This is an automated email from the ASF dual-hosted git repository.
airborne pushed a commit to branch master
in repository https://gitbox.apache.org/repos/asf/doris.git
The following commit(s) were added to refs/heads/master by this push:
new 252c8f4c52d [fix](fe) Fix MATCH crash on alias slots and push down as
virtual column (#61584)
252c8f4c52d is described below
commit 252c8f4c52d2065ad77972e8a9d1ec5277085c72
Author: Jack <[email protected]>
AuthorDate: Thu Mar 26 14:38:36 2026 +0800
[fix](fe) Fix MATCH crash on alias slots and push down as virtual column
(#61584)
### What problem does this PR solve?

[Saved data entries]
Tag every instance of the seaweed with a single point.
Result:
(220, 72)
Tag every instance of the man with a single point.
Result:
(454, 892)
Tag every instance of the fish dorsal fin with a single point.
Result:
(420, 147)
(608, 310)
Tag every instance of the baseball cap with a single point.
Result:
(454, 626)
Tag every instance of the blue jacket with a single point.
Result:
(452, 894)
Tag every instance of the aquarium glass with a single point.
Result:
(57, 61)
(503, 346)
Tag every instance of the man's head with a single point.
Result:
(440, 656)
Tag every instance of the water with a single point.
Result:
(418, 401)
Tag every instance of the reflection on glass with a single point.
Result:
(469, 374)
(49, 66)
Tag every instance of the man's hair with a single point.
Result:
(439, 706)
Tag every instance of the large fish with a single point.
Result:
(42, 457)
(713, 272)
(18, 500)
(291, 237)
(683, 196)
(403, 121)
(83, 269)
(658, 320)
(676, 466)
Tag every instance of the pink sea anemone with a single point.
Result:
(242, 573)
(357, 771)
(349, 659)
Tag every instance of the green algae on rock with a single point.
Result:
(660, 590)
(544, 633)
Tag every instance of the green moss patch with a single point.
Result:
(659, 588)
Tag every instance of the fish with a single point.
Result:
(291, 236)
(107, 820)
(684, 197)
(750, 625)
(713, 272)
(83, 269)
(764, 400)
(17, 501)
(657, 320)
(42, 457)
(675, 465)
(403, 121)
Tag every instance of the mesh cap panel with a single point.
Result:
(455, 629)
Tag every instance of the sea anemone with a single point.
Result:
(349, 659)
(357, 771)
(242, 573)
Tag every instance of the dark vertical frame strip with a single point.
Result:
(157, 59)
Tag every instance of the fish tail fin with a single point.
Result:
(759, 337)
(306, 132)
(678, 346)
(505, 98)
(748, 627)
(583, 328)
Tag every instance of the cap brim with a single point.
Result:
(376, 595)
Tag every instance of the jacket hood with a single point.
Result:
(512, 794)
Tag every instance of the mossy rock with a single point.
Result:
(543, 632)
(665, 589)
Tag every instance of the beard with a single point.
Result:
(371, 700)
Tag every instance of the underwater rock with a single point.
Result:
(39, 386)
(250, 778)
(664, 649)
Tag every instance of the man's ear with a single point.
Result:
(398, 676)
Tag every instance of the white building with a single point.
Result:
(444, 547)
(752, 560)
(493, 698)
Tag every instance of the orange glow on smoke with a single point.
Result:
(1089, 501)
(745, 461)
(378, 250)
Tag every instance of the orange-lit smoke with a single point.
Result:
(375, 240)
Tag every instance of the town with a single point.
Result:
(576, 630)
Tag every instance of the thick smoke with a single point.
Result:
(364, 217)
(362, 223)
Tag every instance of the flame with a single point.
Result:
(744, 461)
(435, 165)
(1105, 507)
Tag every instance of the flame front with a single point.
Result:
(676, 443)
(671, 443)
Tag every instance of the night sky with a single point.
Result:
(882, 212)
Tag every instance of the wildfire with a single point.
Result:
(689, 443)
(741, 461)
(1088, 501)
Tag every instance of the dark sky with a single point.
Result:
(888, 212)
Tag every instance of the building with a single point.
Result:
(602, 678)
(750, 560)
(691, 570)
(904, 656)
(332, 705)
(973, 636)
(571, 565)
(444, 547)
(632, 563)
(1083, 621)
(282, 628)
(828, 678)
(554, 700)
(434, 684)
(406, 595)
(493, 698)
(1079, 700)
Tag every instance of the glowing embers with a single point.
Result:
* * *
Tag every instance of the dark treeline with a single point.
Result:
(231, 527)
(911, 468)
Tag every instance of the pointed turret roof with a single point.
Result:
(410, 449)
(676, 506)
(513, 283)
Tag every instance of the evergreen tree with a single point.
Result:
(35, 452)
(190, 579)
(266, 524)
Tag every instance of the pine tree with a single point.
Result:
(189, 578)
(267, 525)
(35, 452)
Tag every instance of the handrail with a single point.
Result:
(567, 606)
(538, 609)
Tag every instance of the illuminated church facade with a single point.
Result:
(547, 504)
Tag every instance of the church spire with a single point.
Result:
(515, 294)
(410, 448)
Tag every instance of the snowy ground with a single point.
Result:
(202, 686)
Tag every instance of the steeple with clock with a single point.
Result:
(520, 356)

TO DO =>
1. In the Apache Doris commit email, which branch was the commit pushed to?
2. Return the text of the commit email between "252c8f4c52d is described" and "this PR solve?", inclusive.
3. Write the next part of the Apache Doris commit email, picking up after its final line.

PER-TASK OUTPUTS =>
1. master

2.
252c8f4c52d is described below
commit 252c8f4c52d2065ad77972e8a9d1ec5277085c72
Author: Jack <[email protected]>
AuthorDate: Thu Mar 26 14:38:36 2026 +0800
[fix](fe) Fix MATCH crash on alias slots and push down as virtual column
(#61584)
### What problem does this PR solve?

3.
Issue Number: close #xxx
Related PR: #61635
Problem Summary:
When MATCH expressions reference alias slots that have lost column
metadata
(e.g., `CAST(variant_col['subkey'] AS VARCHAR) AS fn`), and the MATCH is
in
a predicate that cannot be pushed below a join (due to OR with
join-dependent
conditions like EXISTS mark or LEFT JOIN null checks),
ExpressionTranslator's
visitMatch() throws "SlotReference in Match failed to get Column".
Root cause: `Alias.toSlot()` only preserves originalColumn/originalTable
when
its child is a direct SlotReference. When wrapped in Cast/ElementAt, all
metadata is lost. Combined with OR preventing filter pushdown, the MATCH
is
stuck at the join layer referencing a metadata-less slot.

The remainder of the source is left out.